### TASK DESCRIPTION
Begin at the start of the listing and stop after the line that contains "<point>350,193</point>". Rewrite those lines with the requests kept as they are, but multiply every coordinate in the answers by 0.85 and round to whole numbers, with halves rounded up.

[Pointing entries for labeled objects]
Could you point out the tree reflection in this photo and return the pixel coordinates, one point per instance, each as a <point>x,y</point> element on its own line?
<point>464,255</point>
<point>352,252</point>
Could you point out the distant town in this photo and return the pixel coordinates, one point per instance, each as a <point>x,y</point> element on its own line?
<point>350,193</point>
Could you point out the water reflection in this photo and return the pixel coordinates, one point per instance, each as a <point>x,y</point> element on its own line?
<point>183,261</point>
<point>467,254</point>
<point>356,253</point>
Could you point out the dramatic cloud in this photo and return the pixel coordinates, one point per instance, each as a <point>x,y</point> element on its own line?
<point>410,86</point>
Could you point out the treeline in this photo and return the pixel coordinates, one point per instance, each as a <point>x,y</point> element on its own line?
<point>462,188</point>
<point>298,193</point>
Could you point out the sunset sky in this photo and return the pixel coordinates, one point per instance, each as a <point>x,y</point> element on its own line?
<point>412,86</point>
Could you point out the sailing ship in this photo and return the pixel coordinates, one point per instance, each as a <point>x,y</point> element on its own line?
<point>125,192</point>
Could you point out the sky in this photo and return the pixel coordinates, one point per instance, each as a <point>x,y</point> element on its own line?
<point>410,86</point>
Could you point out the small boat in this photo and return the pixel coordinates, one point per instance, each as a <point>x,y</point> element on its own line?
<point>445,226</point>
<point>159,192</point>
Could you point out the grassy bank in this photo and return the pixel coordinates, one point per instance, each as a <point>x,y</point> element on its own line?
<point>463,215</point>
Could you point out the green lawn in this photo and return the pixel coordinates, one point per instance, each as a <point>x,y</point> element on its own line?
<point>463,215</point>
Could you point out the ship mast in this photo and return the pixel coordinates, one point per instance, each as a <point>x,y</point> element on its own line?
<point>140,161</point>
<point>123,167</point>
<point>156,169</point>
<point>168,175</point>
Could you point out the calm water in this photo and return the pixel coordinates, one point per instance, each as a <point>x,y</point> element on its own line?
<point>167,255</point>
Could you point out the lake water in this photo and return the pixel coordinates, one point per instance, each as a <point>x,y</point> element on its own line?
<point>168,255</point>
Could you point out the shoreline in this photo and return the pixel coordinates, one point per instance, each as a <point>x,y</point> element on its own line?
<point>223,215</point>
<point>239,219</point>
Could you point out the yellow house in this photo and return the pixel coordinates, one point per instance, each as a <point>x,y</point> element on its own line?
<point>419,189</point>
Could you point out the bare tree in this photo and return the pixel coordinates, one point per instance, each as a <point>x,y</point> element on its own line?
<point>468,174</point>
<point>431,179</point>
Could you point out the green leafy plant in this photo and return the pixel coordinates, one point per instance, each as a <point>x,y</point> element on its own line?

### THE RESPONSE
Could you point out the tree reflection in this photo and return the pixel coordinates, one point per instance, each as a <point>x,y</point> element on its own line?
<point>394,217</point>
<point>299,214</point>
Could you point out the distant town in this photo and return the pixel coordinates, one point per instance, each as a <point>x,y</point> element on its own line?
<point>298,164</point>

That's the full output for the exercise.